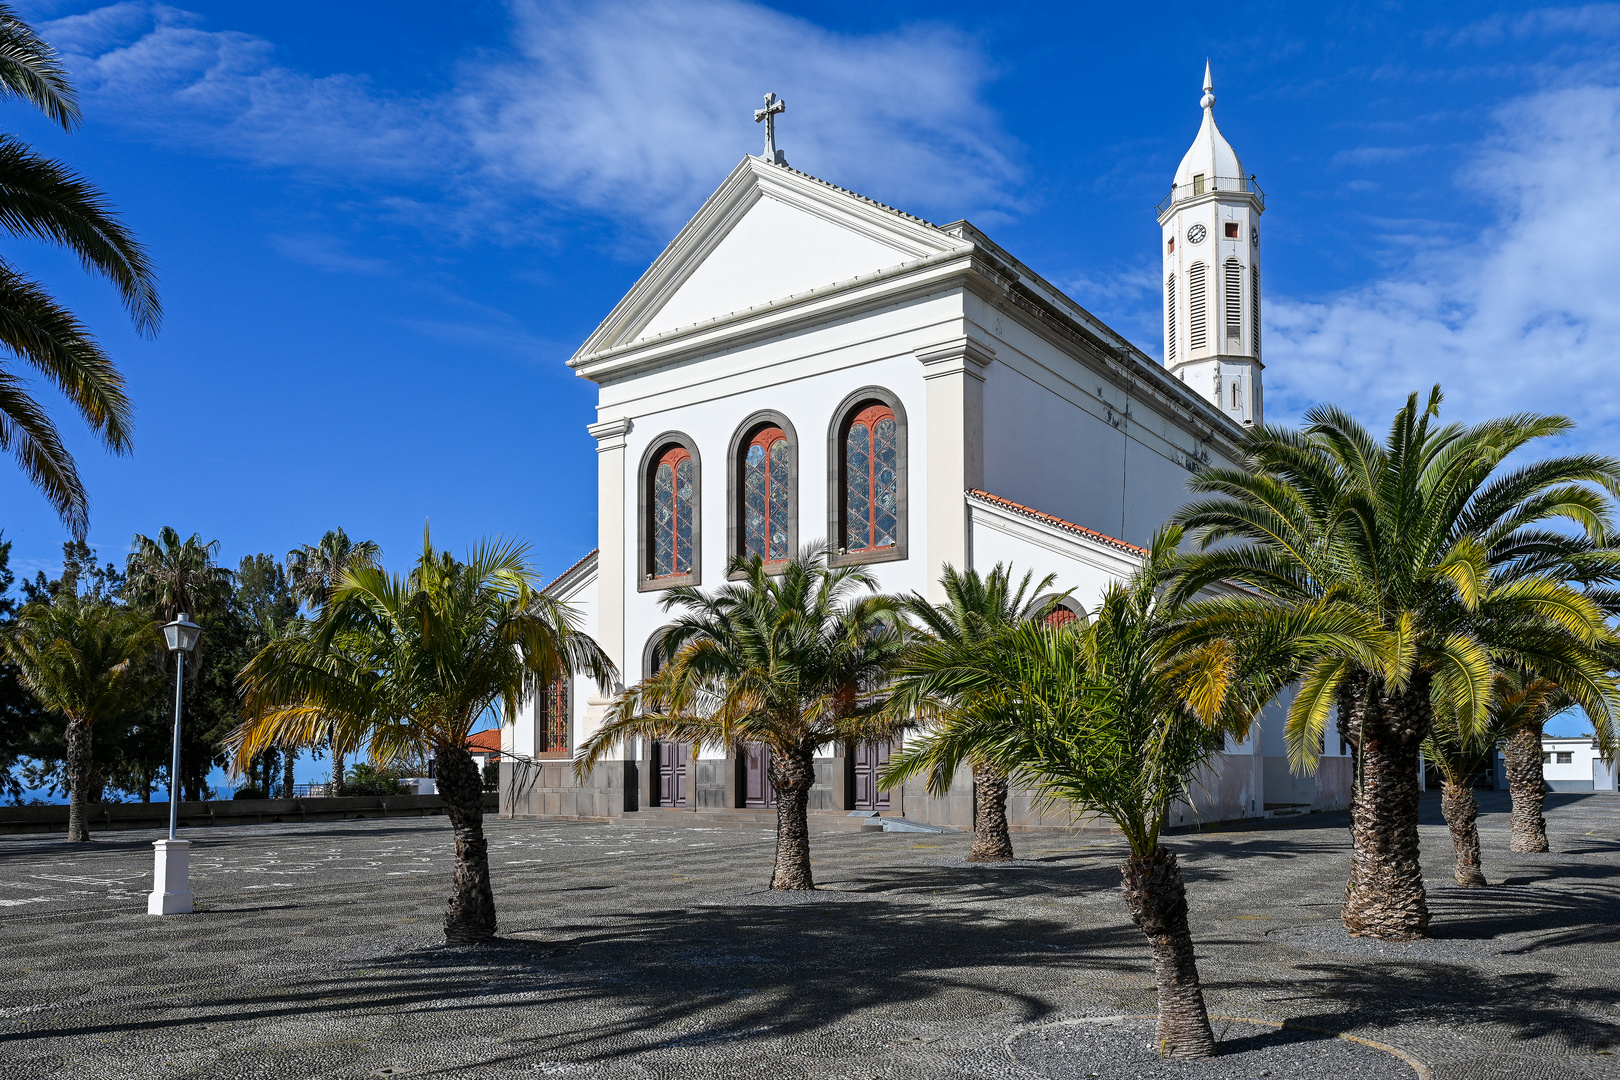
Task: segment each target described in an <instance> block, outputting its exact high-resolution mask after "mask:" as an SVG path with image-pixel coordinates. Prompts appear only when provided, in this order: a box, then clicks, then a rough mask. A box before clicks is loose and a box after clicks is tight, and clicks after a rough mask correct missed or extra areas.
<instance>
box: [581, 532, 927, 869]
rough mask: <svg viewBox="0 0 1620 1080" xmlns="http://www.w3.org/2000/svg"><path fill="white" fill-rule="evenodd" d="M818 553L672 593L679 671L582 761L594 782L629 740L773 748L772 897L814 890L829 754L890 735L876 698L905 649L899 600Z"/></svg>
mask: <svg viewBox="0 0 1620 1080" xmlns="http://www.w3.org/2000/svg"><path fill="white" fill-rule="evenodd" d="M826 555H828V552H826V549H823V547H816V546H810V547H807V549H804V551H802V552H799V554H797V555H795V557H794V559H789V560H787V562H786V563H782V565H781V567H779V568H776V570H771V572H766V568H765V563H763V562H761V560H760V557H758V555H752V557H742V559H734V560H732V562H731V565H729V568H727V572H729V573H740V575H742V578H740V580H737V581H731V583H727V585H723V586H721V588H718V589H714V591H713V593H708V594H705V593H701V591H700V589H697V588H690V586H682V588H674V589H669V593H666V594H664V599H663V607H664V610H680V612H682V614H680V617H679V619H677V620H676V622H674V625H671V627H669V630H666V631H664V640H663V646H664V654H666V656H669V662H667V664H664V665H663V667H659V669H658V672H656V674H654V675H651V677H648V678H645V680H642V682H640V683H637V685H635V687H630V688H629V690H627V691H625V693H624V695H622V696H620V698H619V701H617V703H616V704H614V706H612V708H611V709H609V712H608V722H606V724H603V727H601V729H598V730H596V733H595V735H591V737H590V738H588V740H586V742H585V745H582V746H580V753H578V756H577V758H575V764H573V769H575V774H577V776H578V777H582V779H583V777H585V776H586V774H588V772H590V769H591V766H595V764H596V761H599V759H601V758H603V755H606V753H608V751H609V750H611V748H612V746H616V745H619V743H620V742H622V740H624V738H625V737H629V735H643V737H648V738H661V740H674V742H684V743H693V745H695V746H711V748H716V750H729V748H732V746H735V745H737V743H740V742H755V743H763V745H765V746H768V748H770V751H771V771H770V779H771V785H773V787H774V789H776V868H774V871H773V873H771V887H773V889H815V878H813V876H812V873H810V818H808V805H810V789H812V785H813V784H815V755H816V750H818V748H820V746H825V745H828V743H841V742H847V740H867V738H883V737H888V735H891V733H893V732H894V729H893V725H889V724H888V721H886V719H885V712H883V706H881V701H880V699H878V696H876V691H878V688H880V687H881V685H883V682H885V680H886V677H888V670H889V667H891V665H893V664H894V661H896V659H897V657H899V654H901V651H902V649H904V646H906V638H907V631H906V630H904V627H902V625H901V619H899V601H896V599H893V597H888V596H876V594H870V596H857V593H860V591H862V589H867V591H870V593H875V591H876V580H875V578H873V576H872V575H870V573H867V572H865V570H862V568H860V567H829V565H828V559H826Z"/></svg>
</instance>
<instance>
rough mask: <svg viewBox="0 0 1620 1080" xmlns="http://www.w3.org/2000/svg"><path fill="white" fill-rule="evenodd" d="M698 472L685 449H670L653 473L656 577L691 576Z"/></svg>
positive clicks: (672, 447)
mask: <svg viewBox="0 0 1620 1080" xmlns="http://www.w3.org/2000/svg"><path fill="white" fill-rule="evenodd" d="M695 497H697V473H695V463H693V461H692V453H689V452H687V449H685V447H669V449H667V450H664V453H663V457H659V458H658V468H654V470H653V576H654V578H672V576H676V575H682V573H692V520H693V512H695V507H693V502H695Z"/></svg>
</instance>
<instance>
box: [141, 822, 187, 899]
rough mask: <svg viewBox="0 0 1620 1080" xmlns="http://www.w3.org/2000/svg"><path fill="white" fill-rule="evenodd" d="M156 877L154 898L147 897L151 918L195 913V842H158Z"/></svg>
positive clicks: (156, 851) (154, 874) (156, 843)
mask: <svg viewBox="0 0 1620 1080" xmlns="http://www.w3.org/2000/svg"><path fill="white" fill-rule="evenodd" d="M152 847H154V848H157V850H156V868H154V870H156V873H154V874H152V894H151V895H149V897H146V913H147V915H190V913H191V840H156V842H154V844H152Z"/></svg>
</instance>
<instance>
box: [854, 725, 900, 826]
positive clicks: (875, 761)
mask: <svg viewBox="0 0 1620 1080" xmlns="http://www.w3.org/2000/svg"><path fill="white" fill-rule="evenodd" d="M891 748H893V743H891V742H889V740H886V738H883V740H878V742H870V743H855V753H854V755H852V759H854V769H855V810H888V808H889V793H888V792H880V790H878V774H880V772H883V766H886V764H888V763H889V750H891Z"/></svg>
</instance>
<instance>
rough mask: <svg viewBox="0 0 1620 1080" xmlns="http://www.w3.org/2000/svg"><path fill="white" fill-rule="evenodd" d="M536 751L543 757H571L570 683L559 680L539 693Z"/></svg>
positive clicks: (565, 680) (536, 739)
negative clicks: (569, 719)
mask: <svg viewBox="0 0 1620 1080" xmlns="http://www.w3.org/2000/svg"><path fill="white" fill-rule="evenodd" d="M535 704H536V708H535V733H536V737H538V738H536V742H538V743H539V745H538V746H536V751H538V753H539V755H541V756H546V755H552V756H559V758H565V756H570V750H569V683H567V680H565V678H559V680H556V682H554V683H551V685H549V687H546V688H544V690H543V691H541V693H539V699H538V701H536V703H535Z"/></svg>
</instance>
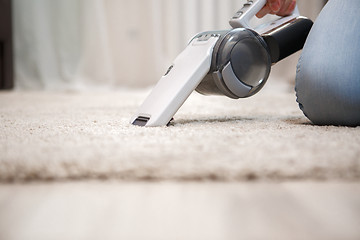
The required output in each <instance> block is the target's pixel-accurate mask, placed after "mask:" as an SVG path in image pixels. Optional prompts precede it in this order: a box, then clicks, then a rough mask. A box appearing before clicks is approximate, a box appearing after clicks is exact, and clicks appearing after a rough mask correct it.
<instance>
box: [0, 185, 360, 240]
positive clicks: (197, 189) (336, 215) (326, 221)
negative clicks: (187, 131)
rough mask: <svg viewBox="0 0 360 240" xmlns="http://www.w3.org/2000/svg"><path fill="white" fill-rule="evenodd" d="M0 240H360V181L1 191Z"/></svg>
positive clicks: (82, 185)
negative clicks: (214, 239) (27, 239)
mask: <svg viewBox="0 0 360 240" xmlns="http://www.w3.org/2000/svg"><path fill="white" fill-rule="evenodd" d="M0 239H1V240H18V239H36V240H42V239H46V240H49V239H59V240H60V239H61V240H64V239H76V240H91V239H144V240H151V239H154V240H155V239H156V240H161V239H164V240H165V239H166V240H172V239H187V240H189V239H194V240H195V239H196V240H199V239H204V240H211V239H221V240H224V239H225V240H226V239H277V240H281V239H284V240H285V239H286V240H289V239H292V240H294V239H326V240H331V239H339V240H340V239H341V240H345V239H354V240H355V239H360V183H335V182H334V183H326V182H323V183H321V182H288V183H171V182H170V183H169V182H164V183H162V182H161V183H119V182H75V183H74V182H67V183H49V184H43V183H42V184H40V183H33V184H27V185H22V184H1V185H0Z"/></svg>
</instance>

##########

> **PROBLEM DETAILS**
Give every line of the rows above as a JSON list of strings, one string per line, with blank lines left out. Leave out the pictures.

> **WRITTEN ANSWER**
[
  "Task: segment each target described in an <instance> block, outputting its exact high-resolution mask after \"mask:\" as an SVG path with image-pixel coordinates. Prompts appear only when provided, in this order: a box, then clicks, then a rough mask. A box before clicks is loose and a box after clicks is tight, and clicks after a rough mask correct missed or extra areas.",
  "<instance>",
  "box: [581, 532, 927, 869]",
  "rough mask: <svg viewBox=\"0 0 1620 1080\" xmlns=\"http://www.w3.org/2000/svg\"><path fill=\"white\" fill-rule=\"evenodd\" d=\"M818 553L672 593L679 671L582 761L594 782L629 740L773 748L772 897L814 890L829 754L890 735L876 698L905 649L899 600Z\"/></svg>",
  "mask: <svg viewBox=\"0 0 1620 1080\" xmlns=\"http://www.w3.org/2000/svg\"><path fill=\"white\" fill-rule=\"evenodd\" d=\"M826 555H828V552H826V549H823V547H816V546H810V547H807V549H804V551H802V552H799V554H797V555H795V557H794V559H789V560H787V562H786V563H782V565H781V567H779V568H776V570H771V572H766V568H765V563H763V562H761V560H760V557H758V555H752V557H742V559H734V560H732V562H731V565H729V568H727V572H729V573H740V575H742V578H740V580H737V581H731V583H727V585H723V586H721V588H718V589H714V591H713V593H708V594H705V593H701V591H700V589H697V588H690V586H682V588H674V589H669V593H666V594H664V599H663V607H664V610H680V612H682V614H680V617H679V619H677V620H676V622H674V625H671V627H669V630H666V631H664V640H663V646H664V654H666V656H669V662H667V664H664V665H663V667H659V669H658V672H656V674H654V675H651V677H648V678H645V680H642V682H640V683H637V685H635V687H630V688H629V690H627V691H625V693H624V695H622V696H620V698H619V701H617V703H616V704H614V706H612V708H611V709H609V712H608V722H606V724H603V727H601V729H598V730H596V733H595V735H591V737H590V738H588V740H586V742H585V745H582V746H580V753H578V756H577V758H575V764H573V769H575V774H577V776H578V777H582V779H583V777H585V776H586V774H588V772H590V769H591V766H595V764H596V761H599V759H601V758H603V755H606V753H608V751H609V750H611V748H612V746H616V745H619V743H620V742H622V740H624V738H625V737H629V735H643V737H648V738H661V740H674V742H684V743H693V745H695V746H711V748H716V750H729V748H732V746H735V745H737V743H740V742H755V743H763V745H765V746H768V748H770V751H771V771H770V779H771V785H773V787H774V789H776V868H774V871H773V873H771V887H773V889H815V878H813V876H812V873H810V818H808V805H810V789H812V785H813V784H815V755H816V750H818V748H820V746H825V745H828V743H841V742H847V740H867V738H883V737H888V735H891V733H893V732H894V729H893V725H889V724H888V721H886V719H885V712H883V706H881V701H880V699H878V696H876V691H878V688H880V687H881V685H883V682H885V680H886V677H888V670H889V667H891V665H893V664H894V661H896V659H897V657H899V654H901V651H902V649H904V646H906V638H907V631H906V630H904V627H902V625H901V619H899V601H896V599H893V597H888V596H876V594H870V596H857V593H860V591H862V589H867V591H870V593H875V591H876V580H875V578H873V576H872V575H870V573H867V572H865V570H862V568H860V567H829V565H828V559H826Z\"/></svg>",
  "</instance>",
  "<instance>",
  "rough mask: <svg viewBox=\"0 0 1620 1080\" xmlns=\"http://www.w3.org/2000/svg\"><path fill=\"white\" fill-rule=\"evenodd\" d=\"M698 472L685 449H670L653 473L656 577L691 576Z\"/></svg>",
  "positive clicks: (672, 447)",
  "mask: <svg viewBox=\"0 0 1620 1080\" xmlns=\"http://www.w3.org/2000/svg\"><path fill=\"white\" fill-rule=\"evenodd\" d=\"M695 497H697V473H695V463H693V461H692V453H689V452H687V449H685V447H669V449H667V450H664V453H663V457H659V458H658V468H654V470H653V576H654V578H672V576H676V575H682V573H692V520H693V512H695V507H693V502H695Z\"/></svg>",
  "</instance>",
  "<instance>",
  "box: [141, 822, 187, 899]",
  "rough mask: <svg viewBox=\"0 0 1620 1080\" xmlns=\"http://www.w3.org/2000/svg\"><path fill=\"white\" fill-rule=\"evenodd\" d=\"M156 877L154 898L147 897L151 918L195 913V842H158Z\"/></svg>",
  "positive clicks: (156, 851) (154, 874) (156, 843)",
  "mask: <svg viewBox=\"0 0 1620 1080\" xmlns=\"http://www.w3.org/2000/svg\"><path fill=\"white\" fill-rule=\"evenodd\" d=\"M152 847H154V848H157V850H156V868H154V870H156V873H154V874H152V894H151V895H149V897H146V913H147V915H190V913H191V840H156V842H154V844H152Z\"/></svg>",
  "</instance>",
  "<instance>",
  "box: [854, 725, 900, 826]",
  "positive clicks: (875, 761)",
  "mask: <svg viewBox=\"0 0 1620 1080\" xmlns=\"http://www.w3.org/2000/svg\"><path fill=\"white\" fill-rule=\"evenodd\" d=\"M891 748H893V743H891V742H889V740H886V738H883V740H878V742H870V743H855V753H854V755H852V759H854V769H855V810H888V808H889V793H888V792H880V790H878V774H880V772H883V766H886V764H888V763H889V750H891Z\"/></svg>",
  "</instance>",
  "<instance>",
  "rough mask: <svg viewBox=\"0 0 1620 1080\" xmlns=\"http://www.w3.org/2000/svg\"><path fill=\"white\" fill-rule=\"evenodd\" d=\"M536 751L543 757H571L570 683L559 680L539 693Z\"/></svg>",
  "positive clicks: (565, 680) (536, 739)",
  "negative clicks: (569, 719)",
  "mask: <svg viewBox=\"0 0 1620 1080\" xmlns=\"http://www.w3.org/2000/svg\"><path fill=\"white\" fill-rule=\"evenodd\" d=\"M535 704H536V708H535V733H536V737H538V738H536V742H538V743H539V745H538V746H536V751H538V753H539V755H541V756H546V755H552V756H559V758H565V756H570V750H569V683H567V680H565V678H559V680H556V682H554V683H551V685H549V687H546V688H544V690H543V691H541V693H539V699H538V701H536V703H535Z\"/></svg>",
  "</instance>",
  "The required output in each <instance> block is the target's pixel-accurate mask, placed after \"mask:\" as an SVG path in image pixels. Optional prompts precede it in this order: a box, then clicks, then a rough mask. A box appearing before clicks is approximate, a box appearing after clicks is exact, and clicks appearing after a rough mask correct it.",
  "<instance>",
  "box: [0, 185, 360, 240]",
  "positive clicks: (197, 189) (336, 215) (326, 221)",
  "negative clicks: (187, 131)",
  "rough mask: <svg viewBox=\"0 0 360 240\" xmlns=\"http://www.w3.org/2000/svg\"><path fill=\"white\" fill-rule=\"evenodd\" d=\"M0 240H360V181L1 191Z\"/></svg>",
  "positive clicks: (82, 185)",
  "negative clicks: (214, 239) (27, 239)",
  "mask: <svg viewBox=\"0 0 360 240\" xmlns=\"http://www.w3.org/2000/svg\"><path fill=\"white\" fill-rule=\"evenodd\" d=\"M0 239H1V240H18V239H36V240H42V239H46V240H49V239H59V240H60V239H61V240H64V239H76V240H91V239H144V240H151V239H154V240H155V239H156V240H161V239H164V240H165V239H166V240H172V239H187V240H189V239H194V240H195V239H196V240H199V239H204V240H211V239H221V240H224V239H225V240H226V239H277V240H281V239H284V240H285V239H286V240H289V239H292V240H294V239H326V240H331V239H339V240H340V239H341V240H345V239H354V240H355V239H360V183H335V182H334V183H326V182H323V183H321V182H288V183H171V182H170V183H169V182H164V183H162V182H161V183H119V182H75V183H74V182H67V183H49V184H43V183H42V184H40V183H33V184H27V185H22V184H1V185H0Z\"/></svg>",
  "</instance>"
]